阅读材料 —
'''
UmiOCR-data/py_src/utils/file_finder.py

# ============================================
# =============== 文件查找/加载 ===============
# ============================================
# 从指定路径中，查找符合的文件

import re
import os
import time
from PySide2.QtQml import QJSValue
from typing import List

from ..event_bus.pubsub_service import PubSubService  # 发布事件
from ..mission.mission_doc import MissionDOC, DocSuf
from ..mission.mission_ocr import ImageSuf
from umi_log import logger


FileSuf = {  # 合法文件后缀
    "image": ImageSuf,
    "doc": DocSuf,
}


# 同步从路径中搜索后缀符合要求的文件，返回路径列表。
def findFiles(
    paths: List,  # 初始路径列表
    sufType: str,  # 后缀类型，FileSuf的key
    isRecurrence: bool,  # 若为True，则递归搜索
):
    if isinstance(paths, QJSValue):
        paths = paths.toVariant()
    if not isinstance(paths, list):
        logger.error(f"不合法的路径列表：{paths}, {type(paths)}")
        return []
    sufs = FileSuf.get(sufType, "")
    if not sufs:
        logger.error(f"不合法的后缀类型：{sufs}")
        return []

    def _sufMatching(path):
        return os.path.splitext(path)[-1].lower() in sufs

    filePaths = []
    for p in paths:
        if os.path.isfile(p) and _sufMatching(p):  # 是文件，直接判断
            filePaths.append(os.path.abspath(p))
        elif os.path.isdir(p):  # 是目录
            if isRecurrence:  # 需要递归
                for root, dirs, files in os.walk(p):
                    for file in files:
                        if _sufMatching(file):  # 收集子文件
                            filePaths.append(
                                os.path.abspath(os.path.join(root, file))
                            )  # 将路径转换为绝对路径
            else:  # 不递归读取子文件夹
                for file in os.listdir(p):
                    if os.path.isfile(os.path.join(p, file)) and _sufMatching(file):
                        filePaths.append(os.path.abspath(os.path.join(p, file)))
    for i, p in enumerate(filePaths):  # 规范化正斜杠
        filePaths[i] = p.replace("\\", "/")
    return filePaths


# 异步从路径中搜索后缀符合要求的文件，并定时刷新UI。
# image: 返回路径列表
# doc: 返回 MissionDOC.getDocInfo 的信息字典列表
def asynFindFiles(
    paths: List,  # 初始路径列表
    sufType: str,  # 后缀类型，FileSuf的key
    isRecurrence: bool,  # 若为True，则递归搜索
    completeKey: str,  # 全部完成后的事件key。向事件传入合法路径列表。
    updateKey: str,  # UI刷新进度的事件key。填""则不刷新。向事件传入 (已完成的路径数量, 最近一条路径)
'''
所给记录 —
'''
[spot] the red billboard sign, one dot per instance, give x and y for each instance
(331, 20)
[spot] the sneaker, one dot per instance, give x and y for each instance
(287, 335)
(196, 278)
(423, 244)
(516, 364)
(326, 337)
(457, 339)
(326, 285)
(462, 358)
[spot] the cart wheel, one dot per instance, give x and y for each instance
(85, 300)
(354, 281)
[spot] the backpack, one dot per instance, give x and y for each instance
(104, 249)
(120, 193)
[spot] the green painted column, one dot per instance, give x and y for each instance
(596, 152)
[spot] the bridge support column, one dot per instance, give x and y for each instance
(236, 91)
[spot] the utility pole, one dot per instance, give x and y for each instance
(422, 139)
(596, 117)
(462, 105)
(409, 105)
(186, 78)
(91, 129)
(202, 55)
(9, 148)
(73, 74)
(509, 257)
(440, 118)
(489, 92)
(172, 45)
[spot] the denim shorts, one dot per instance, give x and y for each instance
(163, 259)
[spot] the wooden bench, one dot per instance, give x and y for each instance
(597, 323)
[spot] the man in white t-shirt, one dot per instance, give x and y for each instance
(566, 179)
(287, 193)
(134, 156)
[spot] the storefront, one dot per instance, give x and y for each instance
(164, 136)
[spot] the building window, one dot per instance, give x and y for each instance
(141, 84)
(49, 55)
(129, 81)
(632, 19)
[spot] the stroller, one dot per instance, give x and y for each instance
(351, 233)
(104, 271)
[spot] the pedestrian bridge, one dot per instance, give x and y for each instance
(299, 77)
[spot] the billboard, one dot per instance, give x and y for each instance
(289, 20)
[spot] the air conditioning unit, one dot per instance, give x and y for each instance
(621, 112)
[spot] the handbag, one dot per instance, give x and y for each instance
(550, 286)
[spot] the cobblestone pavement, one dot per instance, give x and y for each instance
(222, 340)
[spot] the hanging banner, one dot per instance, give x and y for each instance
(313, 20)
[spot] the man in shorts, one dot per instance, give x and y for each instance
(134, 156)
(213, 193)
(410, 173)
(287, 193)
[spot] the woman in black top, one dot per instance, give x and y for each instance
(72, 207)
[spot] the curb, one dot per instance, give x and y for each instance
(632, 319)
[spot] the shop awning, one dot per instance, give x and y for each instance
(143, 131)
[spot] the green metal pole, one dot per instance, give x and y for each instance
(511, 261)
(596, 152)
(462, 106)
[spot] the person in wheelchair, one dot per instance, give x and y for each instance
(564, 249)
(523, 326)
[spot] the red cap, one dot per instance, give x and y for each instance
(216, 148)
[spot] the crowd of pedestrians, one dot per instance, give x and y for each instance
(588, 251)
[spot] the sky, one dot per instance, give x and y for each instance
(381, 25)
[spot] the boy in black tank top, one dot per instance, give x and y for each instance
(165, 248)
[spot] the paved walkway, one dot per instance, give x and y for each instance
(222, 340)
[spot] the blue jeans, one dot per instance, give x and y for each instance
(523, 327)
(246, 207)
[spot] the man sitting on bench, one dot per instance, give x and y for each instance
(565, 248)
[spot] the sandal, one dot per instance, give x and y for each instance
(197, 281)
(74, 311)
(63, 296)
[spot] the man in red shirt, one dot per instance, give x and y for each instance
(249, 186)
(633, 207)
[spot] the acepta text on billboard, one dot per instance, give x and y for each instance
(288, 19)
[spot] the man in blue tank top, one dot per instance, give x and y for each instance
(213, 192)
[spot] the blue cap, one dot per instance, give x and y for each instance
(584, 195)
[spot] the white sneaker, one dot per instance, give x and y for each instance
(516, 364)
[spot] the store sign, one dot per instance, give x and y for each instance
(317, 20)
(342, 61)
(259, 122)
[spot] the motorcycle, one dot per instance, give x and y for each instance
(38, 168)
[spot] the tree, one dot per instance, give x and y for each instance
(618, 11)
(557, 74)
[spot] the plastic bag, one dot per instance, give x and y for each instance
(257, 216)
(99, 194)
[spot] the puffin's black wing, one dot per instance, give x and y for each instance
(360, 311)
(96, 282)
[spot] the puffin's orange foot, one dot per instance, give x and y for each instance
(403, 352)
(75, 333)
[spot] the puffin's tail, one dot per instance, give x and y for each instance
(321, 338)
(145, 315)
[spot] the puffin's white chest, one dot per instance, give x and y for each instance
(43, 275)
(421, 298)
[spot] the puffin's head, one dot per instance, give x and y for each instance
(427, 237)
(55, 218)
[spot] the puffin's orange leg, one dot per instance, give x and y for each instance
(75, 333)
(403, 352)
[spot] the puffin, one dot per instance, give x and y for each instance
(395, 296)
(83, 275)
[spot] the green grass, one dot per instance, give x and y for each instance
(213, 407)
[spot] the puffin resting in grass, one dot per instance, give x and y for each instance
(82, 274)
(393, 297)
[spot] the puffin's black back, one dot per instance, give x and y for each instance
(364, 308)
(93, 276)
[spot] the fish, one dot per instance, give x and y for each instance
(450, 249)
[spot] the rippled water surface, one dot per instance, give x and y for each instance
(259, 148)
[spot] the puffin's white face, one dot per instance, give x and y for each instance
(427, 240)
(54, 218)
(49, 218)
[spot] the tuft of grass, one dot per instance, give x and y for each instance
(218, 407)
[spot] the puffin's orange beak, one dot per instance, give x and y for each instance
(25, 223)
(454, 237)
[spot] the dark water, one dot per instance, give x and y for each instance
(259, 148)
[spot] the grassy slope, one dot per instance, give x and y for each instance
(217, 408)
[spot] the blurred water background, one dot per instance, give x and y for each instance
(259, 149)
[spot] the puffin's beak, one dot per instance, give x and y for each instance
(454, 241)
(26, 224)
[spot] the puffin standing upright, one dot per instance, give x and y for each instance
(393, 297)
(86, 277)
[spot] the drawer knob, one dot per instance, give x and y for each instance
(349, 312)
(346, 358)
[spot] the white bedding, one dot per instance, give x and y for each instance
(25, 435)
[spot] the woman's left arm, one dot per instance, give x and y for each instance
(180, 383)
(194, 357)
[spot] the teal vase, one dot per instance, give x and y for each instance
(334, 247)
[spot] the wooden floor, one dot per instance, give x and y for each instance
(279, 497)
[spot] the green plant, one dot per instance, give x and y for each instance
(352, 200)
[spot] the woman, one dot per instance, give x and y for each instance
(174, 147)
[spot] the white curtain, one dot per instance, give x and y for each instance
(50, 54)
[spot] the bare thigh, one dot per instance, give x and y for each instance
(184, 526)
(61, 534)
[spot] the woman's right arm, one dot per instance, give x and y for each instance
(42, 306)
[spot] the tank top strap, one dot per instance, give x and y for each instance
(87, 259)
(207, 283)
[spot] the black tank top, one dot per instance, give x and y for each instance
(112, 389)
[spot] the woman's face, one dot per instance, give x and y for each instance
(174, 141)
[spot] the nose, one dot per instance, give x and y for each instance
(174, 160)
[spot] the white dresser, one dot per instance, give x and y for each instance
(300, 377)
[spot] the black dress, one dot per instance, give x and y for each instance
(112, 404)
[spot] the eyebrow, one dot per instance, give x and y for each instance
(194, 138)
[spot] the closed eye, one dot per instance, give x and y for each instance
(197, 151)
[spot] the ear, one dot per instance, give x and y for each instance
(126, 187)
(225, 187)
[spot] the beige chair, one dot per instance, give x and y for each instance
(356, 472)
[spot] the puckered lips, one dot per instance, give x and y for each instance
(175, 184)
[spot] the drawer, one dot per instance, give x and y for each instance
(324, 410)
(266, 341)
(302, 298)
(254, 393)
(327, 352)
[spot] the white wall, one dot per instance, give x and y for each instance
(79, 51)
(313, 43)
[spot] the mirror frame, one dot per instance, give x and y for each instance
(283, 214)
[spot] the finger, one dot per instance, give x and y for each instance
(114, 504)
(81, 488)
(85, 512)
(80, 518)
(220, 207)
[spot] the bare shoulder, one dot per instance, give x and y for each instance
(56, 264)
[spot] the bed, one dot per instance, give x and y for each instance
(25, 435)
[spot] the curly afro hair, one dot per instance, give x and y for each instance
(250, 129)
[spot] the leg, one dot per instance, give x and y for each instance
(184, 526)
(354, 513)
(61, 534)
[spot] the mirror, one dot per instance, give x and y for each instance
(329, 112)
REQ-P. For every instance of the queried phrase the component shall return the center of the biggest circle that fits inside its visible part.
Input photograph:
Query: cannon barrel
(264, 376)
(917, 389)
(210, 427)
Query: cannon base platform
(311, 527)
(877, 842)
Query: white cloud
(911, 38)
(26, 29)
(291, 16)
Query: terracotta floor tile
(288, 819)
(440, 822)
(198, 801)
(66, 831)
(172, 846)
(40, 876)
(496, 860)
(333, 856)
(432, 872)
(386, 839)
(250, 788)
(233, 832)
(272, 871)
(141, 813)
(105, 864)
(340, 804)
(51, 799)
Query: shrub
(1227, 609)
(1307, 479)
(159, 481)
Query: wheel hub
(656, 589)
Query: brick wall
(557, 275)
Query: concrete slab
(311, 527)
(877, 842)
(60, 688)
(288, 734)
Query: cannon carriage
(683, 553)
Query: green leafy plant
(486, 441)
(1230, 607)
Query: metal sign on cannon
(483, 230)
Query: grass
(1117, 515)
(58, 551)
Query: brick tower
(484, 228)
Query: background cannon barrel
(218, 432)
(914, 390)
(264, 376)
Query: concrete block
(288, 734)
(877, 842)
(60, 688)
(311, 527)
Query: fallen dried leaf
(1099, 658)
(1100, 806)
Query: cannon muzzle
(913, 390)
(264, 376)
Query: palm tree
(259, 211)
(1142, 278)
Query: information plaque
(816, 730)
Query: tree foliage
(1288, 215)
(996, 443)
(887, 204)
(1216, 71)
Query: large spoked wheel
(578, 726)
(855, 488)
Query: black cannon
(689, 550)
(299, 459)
'''
练习任务 —
**A)** 逐字抄录阅读材料中从“filePaths = []”到“os.path.abspath(os.path.join(root, file))”的部分，首尾两处都包括在内。
**B)** 列出阅读材料里函数 findFiles 的所有参数名。
这些记录和阅读材料没有关系。

参考答案 —
**A)**
filePaths = []
    for p in paths:
        if os.path.isfile(p) and _sufMatching(p):  # 是文件，直接判断
            filePaths.append(os.path.abspath(p))
        elif os.path.isdir(p):  # 是目录
            if isRecurrence:  # 需要递归
                for root, dirs, files in os.walk(p):
                    for file in files:
                        if _sufMatching(file):  # 收集子文件
                            filePaths.append(
                                os.path.abspath(os.path.join(root, file))

**B)** paths、sufType、isRecurrence